In the records below, find the line containing "Where can you spot the stone building", then extract that line and all subsequent lines exactly, leaving out everything else.

* Start Data for the task *

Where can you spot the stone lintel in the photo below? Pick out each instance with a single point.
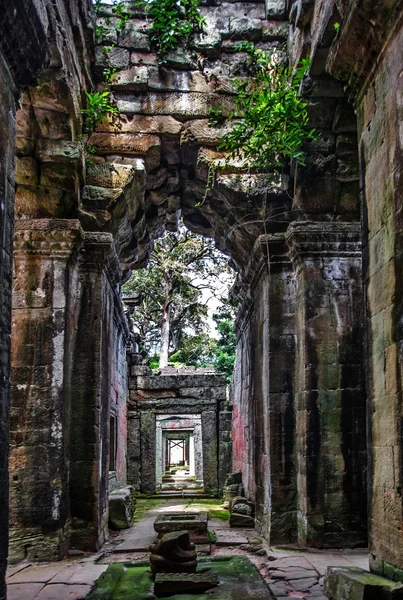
(320, 240)
(98, 252)
(358, 584)
(46, 237)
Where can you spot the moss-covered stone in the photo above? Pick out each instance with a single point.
(239, 580)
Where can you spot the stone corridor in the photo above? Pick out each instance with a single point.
(312, 421)
(289, 573)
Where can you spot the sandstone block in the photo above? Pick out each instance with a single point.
(59, 151)
(274, 30)
(238, 520)
(134, 36)
(43, 202)
(61, 175)
(244, 28)
(251, 10)
(120, 508)
(275, 9)
(144, 58)
(344, 118)
(99, 197)
(147, 145)
(180, 59)
(135, 78)
(114, 57)
(53, 124)
(208, 43)
(357, 584)
(107, 34)
(182, 583)
(110, 175)
(26, 171)
(162, 79)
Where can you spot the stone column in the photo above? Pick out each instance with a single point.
(91, 330)
(281, 366)
(39, 413)
(265, 373)
(330, 418)
(23, 53)
(209, 443)
(148, 448)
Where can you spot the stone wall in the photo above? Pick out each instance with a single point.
(377, 93)
(23, 54)
(188, 394)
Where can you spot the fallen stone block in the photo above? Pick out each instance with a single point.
(353, 583)
(120, 508)
(238, 520)
(180, 583)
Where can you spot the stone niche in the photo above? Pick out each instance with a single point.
(177, 408)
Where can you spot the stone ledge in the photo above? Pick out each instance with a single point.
(357, 584)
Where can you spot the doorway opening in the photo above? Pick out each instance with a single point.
(179, 453)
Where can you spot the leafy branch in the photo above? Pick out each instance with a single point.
(173, 22)
(98, 109)
(274, 117)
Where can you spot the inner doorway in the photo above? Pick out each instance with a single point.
(179, 453)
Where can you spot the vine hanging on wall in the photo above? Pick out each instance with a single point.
(273, 118)
(173, 22)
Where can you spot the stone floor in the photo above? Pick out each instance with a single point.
(289, 573)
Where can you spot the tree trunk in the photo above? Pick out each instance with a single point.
(166, 320)
(165, 327)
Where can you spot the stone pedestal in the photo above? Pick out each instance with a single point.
(92, 325)
(330, 417)
(43, 252)
(263, 437)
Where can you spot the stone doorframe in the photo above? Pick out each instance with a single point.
(179, 425)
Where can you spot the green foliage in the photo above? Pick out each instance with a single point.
(195, 350)
(225, 347)
(120, 11)
(181, 268)
(173, 22)
(98, 107)
(110, 74)
(216, 117)
(274, 118)
(100, 32)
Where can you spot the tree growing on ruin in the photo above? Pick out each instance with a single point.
(183, 268)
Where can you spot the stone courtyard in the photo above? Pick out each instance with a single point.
(305, 445)
(289, 573)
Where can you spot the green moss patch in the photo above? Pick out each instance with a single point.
(238, 580)
(212, 506)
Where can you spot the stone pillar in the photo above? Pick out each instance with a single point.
(330, 418)
(23, 53)
(209, 443)
(264, 388)
(39, 413)
(7, 150)
(281, 366)
(91, 331)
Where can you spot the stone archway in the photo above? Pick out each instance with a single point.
(294, 244)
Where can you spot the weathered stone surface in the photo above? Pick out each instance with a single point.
(357, 584)
(169, 583)
(275, 9)
(173, 553)
(241, 520)
(120, 504)
(176, 104)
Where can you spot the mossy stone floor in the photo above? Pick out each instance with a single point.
(239, 580)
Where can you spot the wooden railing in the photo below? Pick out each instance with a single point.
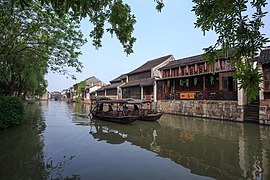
(201, 95)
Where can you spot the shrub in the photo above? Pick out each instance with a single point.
(11, 111)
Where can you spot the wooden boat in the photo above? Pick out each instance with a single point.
(104, 111)
(145, 114)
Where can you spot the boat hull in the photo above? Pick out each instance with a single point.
(117, 119)
(151, 117)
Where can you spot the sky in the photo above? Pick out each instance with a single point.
(158, 34)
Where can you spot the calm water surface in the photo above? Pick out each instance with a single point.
(56, 143)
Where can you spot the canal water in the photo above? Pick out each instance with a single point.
(57, 142)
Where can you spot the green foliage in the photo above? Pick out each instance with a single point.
(237, 24)
(80, 86)
(195, 81)
(33, 41)
(249, 79)
(11, 111)
(212, 80)
(115, 13)
(187, 82)
(181, 82)
(168, 83)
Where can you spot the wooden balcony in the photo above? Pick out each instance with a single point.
(201, 95)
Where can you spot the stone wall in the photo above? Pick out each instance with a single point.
(225, 110)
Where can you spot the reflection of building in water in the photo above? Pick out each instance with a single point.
(153, 145)
(222, 150)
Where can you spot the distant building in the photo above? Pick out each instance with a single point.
(141, 82)
(91, 85)
(113, 90)
(45, 96)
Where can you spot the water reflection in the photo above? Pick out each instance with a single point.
(21, 152)
(58, 141)
(222, 150)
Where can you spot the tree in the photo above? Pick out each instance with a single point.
(100, 13)
(237, 24)
(237, 28)
(33, 41)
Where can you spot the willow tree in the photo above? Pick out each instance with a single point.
(237, 23)
(33, 40)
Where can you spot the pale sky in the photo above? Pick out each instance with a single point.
(158, 34)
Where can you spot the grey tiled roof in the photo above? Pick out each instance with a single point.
(144, 82)
(264, 57)
(112, 86)
(191, 60)
(150, 64)
(119, 78)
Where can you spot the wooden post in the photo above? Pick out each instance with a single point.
(203, 82)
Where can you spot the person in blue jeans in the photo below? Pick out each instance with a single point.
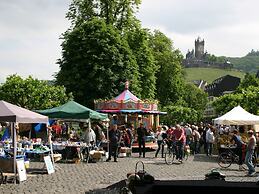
(250, 152)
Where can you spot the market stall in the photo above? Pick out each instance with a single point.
(240, 118)
(14, 114)
(72, 111)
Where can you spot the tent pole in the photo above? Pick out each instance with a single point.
(51, 148)
(14, 150)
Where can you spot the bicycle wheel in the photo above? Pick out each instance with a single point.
(169, 157)
(1, 177)
(186, 155)
(225, 160)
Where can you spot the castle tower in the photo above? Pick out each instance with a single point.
(199, 48)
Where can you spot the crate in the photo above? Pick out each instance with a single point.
(6, 165)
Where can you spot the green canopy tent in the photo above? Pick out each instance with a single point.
(72, 110)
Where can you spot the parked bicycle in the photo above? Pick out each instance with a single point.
(229, 157)
(172, 150)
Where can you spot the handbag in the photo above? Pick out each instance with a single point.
(141, 176)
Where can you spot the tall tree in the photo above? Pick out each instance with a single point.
(32, 93)
(119, 13)
(138, 40)
(249, 80)
(96, 62)
(195, 98)
(170, 81)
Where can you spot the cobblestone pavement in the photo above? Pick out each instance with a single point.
(83, 177)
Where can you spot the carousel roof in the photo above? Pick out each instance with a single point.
(127, 95)
(132, 111)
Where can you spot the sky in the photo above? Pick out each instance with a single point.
(30, 30)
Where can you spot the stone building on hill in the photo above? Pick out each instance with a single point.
(199, 58)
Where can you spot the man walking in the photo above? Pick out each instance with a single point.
(114, 140)
(250, 152)
(141, 135)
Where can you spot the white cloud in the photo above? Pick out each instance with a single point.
(229, 27)
(30, 30)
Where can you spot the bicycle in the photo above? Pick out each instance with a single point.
(170, 153)
(187, 152)
(228, 157)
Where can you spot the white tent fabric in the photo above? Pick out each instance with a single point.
(237, 116)
(13, 113)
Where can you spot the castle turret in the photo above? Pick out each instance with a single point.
(199, 48)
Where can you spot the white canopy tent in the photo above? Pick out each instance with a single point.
(237, 116)
(12, 113)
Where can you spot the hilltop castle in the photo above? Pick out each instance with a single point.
(199, 58)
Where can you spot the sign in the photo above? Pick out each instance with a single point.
(21, 170)
(49, 165)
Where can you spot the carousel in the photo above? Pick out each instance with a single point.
(127, 108)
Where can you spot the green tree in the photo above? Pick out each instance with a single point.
(178, 114)
(96, 62)
(32, 93)
(119, 13)
(249, 80)
(195, 98)
(138, 42)
(168, 60)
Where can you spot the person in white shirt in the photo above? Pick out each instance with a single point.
(249, 153)
(210, 138)
(159, 136)
(188, 133)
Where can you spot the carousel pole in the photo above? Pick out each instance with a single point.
(14, 150)
(51, 146)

* End Data for the task *

_Solution:_
Where can you spot the stone building on hill in the photo above? Pick out each instance with a single point.
(199, 58)
Where can you spot the man walking in the photo above? Pick out each instance with a single point.
(114, 140)
(250, 152)
(141, 135)
Where can you spot the white cloud in the photo above? Pick out each instance with a single point.
(229, 27)
(30, 30)
Where can you spot the bicycle in the photo above? Pick out each instance with a single point.
(170, 153)
(187, 152)
(228, 157)
Where can you spot the white tent fabric in the photo above? Pick out each instance with a single point.
(237, 116)
(13, 113)
Where can you spot the castle turret in the photo above? Pick out each instance with a single point.
(199, 48)
Where can you spot the white canopy tent in the photo above? Pick out each instance with a single point.
(237, 116)
(12, 113)
Where can you spot the hilltop castle in the photo above? Pick out each instance with a single point.
(199, 58)
Where can you spot the sign in the photo above? Pick out each instance with a single point.
(21, 170)
(49, 165)
Where can you spot the carousel in the photo above? Pick out each instance with a single point.
(127, 108)
Where can you spot the green tree in the photo above? Pick out each instance with a single point.
(178, 114)
(96, 62)
(32, 93)
(119, 13)
(249, 80)
(195, 98)
(138, 42)
(168, 60)
Where can you spot the person in white shirt in the photo above? Pick out each instance with a single point.
(249, 153)
(210, 138)
(159, 136)
(188, 133)
Where can you spot the carousel pole in the photo above? Pick out each instance with a single point.
(14, 150)
(51, 146)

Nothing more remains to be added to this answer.